(Natural language region descriptions)
[Start of section]

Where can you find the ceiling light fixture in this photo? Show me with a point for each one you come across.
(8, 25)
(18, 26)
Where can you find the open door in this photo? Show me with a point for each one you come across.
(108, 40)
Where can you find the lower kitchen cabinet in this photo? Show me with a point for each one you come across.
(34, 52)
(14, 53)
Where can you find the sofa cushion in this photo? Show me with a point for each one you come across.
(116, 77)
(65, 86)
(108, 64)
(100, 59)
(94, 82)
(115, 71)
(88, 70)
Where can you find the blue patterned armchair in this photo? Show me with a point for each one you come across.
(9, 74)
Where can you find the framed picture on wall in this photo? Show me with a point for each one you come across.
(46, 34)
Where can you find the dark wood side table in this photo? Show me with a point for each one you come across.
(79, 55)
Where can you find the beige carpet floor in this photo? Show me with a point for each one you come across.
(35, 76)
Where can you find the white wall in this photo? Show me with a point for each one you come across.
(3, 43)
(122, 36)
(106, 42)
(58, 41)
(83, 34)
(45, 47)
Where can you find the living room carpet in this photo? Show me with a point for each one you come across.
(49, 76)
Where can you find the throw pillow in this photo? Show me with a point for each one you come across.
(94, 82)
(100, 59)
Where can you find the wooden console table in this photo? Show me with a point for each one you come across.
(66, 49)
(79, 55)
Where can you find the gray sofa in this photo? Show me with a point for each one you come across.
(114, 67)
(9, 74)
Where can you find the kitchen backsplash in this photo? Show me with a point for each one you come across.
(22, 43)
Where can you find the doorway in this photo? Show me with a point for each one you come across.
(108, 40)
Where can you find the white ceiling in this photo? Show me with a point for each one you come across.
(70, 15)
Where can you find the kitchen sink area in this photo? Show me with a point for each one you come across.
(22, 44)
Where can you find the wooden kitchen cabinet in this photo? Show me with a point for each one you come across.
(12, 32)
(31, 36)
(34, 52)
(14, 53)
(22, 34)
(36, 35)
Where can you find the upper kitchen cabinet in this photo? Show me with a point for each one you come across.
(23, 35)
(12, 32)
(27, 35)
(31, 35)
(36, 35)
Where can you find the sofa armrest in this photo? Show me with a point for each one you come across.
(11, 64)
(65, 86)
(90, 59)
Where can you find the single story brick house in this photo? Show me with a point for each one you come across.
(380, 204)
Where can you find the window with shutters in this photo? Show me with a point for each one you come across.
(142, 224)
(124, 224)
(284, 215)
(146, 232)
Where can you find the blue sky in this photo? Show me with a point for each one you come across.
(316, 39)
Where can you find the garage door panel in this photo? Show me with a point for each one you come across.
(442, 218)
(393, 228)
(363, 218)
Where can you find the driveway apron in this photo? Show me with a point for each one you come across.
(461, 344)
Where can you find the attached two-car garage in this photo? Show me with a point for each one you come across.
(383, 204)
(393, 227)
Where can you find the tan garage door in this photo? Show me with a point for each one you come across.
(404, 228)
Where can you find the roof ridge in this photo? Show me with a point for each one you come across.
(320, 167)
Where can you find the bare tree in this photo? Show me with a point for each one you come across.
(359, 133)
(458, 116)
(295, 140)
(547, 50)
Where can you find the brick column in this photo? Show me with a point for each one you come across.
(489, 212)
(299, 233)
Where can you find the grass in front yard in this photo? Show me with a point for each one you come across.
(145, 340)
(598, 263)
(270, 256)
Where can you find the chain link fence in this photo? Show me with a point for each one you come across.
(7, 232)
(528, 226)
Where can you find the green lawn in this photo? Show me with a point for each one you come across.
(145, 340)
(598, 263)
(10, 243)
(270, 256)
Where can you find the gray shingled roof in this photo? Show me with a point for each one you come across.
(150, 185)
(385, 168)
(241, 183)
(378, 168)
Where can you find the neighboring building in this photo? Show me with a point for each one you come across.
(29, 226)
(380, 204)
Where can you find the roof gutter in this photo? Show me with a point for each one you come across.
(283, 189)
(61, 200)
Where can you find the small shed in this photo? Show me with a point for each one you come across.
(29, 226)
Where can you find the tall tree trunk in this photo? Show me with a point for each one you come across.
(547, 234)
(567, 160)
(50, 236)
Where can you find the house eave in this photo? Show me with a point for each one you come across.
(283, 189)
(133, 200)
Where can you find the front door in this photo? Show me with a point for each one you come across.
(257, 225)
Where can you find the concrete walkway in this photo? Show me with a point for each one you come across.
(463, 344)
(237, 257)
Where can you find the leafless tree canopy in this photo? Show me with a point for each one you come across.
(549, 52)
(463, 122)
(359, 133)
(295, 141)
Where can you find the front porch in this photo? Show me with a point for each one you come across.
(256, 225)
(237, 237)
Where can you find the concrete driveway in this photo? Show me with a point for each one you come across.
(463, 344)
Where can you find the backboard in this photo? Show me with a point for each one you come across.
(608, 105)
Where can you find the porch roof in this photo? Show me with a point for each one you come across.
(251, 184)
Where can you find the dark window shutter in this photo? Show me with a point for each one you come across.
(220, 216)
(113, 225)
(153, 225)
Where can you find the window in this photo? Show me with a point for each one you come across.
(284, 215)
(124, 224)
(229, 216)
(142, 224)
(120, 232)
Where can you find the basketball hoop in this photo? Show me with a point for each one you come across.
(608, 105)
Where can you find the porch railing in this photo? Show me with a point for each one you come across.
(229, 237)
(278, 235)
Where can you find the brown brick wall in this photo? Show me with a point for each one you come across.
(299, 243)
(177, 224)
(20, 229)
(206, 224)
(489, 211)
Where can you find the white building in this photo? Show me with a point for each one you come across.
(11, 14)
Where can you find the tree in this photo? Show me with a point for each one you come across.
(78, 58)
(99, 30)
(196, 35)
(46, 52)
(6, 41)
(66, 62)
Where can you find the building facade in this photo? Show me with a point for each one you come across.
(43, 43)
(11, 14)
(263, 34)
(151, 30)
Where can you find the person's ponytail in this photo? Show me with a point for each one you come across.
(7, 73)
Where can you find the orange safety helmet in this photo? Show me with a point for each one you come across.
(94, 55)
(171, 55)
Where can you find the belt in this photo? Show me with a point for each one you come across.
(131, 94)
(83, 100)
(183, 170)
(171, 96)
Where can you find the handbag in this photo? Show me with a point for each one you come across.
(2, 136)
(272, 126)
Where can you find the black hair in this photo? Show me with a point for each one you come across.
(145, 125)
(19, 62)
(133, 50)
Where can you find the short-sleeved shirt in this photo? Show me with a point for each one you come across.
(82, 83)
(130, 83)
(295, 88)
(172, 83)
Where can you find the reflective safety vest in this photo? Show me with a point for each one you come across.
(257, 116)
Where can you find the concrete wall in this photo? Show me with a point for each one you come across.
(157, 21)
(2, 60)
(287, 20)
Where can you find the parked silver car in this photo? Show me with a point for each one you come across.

[End of section]

- Work instructions -
Every entry is to be restated word for word.

- Solution to this problem -
Where can you find the ceiling light fixture in this photo? Show me with a point for each one you come across.
(8, 25)
(18, 26)
Where can you find the open door in this photo? Show me with a point for each one you come across.
(108, 40)
Where can you find the lower kitchen cabinet in this photo? Show me with a point for each one you come across.
(34, 52)
(14, 53)
Where can you find the sofa cushion in this photo? Show me with a point for each one you come across.
(116, 77)
(65, 86)
(108, 64)
(100, 59)
(94, 82)
(115, 71)
(88, 70)
Where can you find the blue patterned armchair in this photo? Show me with a point for each one you come across.
(9, 74)
Where can you find the framed picture on wall in this photo? Show me with a point for each one you come across.
(46, 34)
Where can you find the dark wood side table in this photo? Show me with a point for each one you come across.
(79, 55)
Where can you find the beige carpet floor in this photo? Show me with a point for each one you come across.
(35, 76)
Where can you find the white wall in this photo? Show me with a point for each one you come across.
(3, 43)
(122, 36)
(106, 42)
(58, 41)
(83, 34)
(45, 47)
Where can you find the living room carpet in this photo? Show me with a point for each one you come across.
(49, 76)
Where can you find the throw pillow in this photo? Show me with a point for each one you come across.
(94, 82)
(100, 59)
Where can you find the wooden console table in this photo? Show me with a point for each one you come across.
(66, 49)
(79, 55)
Where can you find the gray sofa in this photo? Show me with a point for each one you come across.
(114, 67)
(9, 74)
Where can you find the kitchen backsplash in this photo? Show me with a point for each one you come across.
(22, 43)
Where can you find the doorway in this photo? Show me with a point for each one you come across.
(108, 40)
Where can you find the white ceiling in this photo? Show me with a point for each one you come across.
(70, 15)
Where can you find the kitchen sink area in this photo? Show me with a point for each one you come across.
(22, 44)
Where can you find the wooden kitchen cabinet in this photo? Show me with a point for each one you come across.
(12, 32)
(31, 36)
(34, 52)
(14, 53)
(22, 34)
(36, 35)
Where can you find the upper kitchen cabinet in this photo? Show me with a point for each one you come across.
(23, 35)
(12, 32)
(27, 35)
(31, 35)
(36, 35)
Where can you find the sofa armrest in this photo? Show me with a point for each one you come across.
(11, 64)
(65, 86)
(90, 59)
Where can you find the single story brick house in this photo? Show me with a point for each one you come across.
(380, 204)
Where can you find the window with shutters in this photo? Show me with a point for each one you come across.
(142, 224)
(124, 224)
(284, 215)
(146, 232)
Where can you find the blue sky in this photo? Show me with a point for each one you come across.
(316, 39)
Where can you find the garage door panel in this photo? Show me with a point for each one you come across.
(442, 218)
(393, 228)
(363, 218)
Where can you find the driveway apron in this photo? Show me with a point for each one you come across.
(461, 344)
Where can you find the attached two-car garage in this photo? Show me with a point for each one you come across.
(383, 204)
(393, 227)
Where can you find the tan garage door in this photo? Show me with a point for each one you come across.
(404, 228)
Where can you find the roof ridge in this photo? Show me with a point for each one you come across.
(320, 167)
Where can you find the bare tree in this photo? Show me with a point for each one you come across.
(359, 133)
(458, 116)
(295, 140)
(547, 50)
Where can you find the brick column in this photo? Show me with a point for each one you come across.
(489, 212)
(299, 233)
Where can you find the grass in front yard in this photo? Show me with a point for each one you come across.
(145, 340)
(598, 263)
(270, 256)
Where can you find the chain link fence in this photo? Show me with a point for each one you come across.
(7, 232)
(528, 226)
Where can you find the green lawn in this photo? Show me with a point for each one you come across.
(145, 340)
(598, 263)
(10, 243)
(270, 256)
Where can you find the gray shingled roof in this photo? Show me with a point for each one you come across.
(150, 185)
(385, 168)
(241, 183)
(378, 168)
Where can you find the neighboring building in this photo? Show me with a point for each one you come across.
(29, 226)
(380, 204)
Where can you find the roof gutter in this photo? Show me with a point for each one you come across.
(283, 189)
(61, 200)
Where can you find the small shed in this photo? Show me with a point for each one you come across.
(29, 226)
Where can you find the tall tree trunk in this photo? Show me with a point for each one you come across.
(547, 234)
(567, 160)
(50, 236)
Where can you find the house eave in this photo? Show me with a point for each one you come across.
(283, 189)
(133, 200)
Where can you find the front door in this photo? Show me with a point for each one you come across.
(257, 225)
Where can you find the concrete walkway in this photo? Show me with a point for each one you come across.
(463, 344)
(237, 257)
Where can you find the leafless tree canopy in this photo? Show me with a point for each one you come across.
(549, 52)
(463, 122)
(359, 133)
(295, 141)
Where can you find the front porch in this photo? Show me with a point for each one you come across.
(256, 225)
(237, 237)
Where can you find the concrete driveway in this photo? Show me with a point for each one you come across.
(463, 344)
Where can you find the backboard in this photo? Show me with a point for each one you come across.
(608, 105)
Where can you find the porch roof in this photo? Show me with a point for each one you come across.
(251, 184)
Where can you find the dark window shutter in this photo? Show me with a point for each one you come across.
(220, 216)
(113, 225)
(153, 225)
Where can you find the window in this photo? Show me with a point for each one you come across.
(284, 215)
(124, 224)
(229, 216)
(142, 224)
(120, 232)
Where can you find the basketball hoop in this photo? Show me with a point for each one you come across.
(608, 105)
Where can you find the porch railing in this photo? Show me with a point for each one you come across.
(229, 237)
(278, 235)
Where can you find the brown brick wall in this photo? Show me with a point for each one you come across.
(299, 243)
(177, 224)
(20, 229)
(206, 224)
(489, 211)
Where can you find the white building in this photo? Show me with a point for each one you come across.
(11, 14)
Where can you find the tree in this photo? Show me with a point for each one you come across.
(78, 58)
(99, 30)
(196, 35)
(46, 52)
(6, 41)
(66, 62)
Where can you find the building facade in this photo? Show me with a point for each one you come across.
(43, 43)
(11, 14)
(263, 34)
(151, 30)
Where can you find the person's ponytail in this photo? Show me with a point for each one you come across.
(7, 73)
Where can you find the orange safety helmet in this photo? Show me with a point for each one you come across.
(94, 55)
(171, 55)
Where can you find the belt in this photo? Show me with a point for each one you come across.
(131, 94)
(83, 100)
(183, 170)
(171, 96)
Where can you find the handbag in this photo? Show me with a point for each one you come across.
(2, 136)
(272, 126)
Where can you find the black hair in this photo? Show me with a point for each one you come across.
(145, 125)
(19, 62)
(133, 50)
Where can you find the short-sleeved shirt in this photo? Show me with a point for each one you come across.
(82, 83)
(130, 83)
(295, 88)
(172, 83)
Where can you find the reflective safety vest in this photo? Show me with a point for each one you come across.
(257, 116)
Where can you find the concrete wall in this photo? Show me with a point for each one you come across.
(157, 21)
(2, 60)
(287, 20)
Where can you find the parked silver car in this photo? Show me with a point for each one you come across.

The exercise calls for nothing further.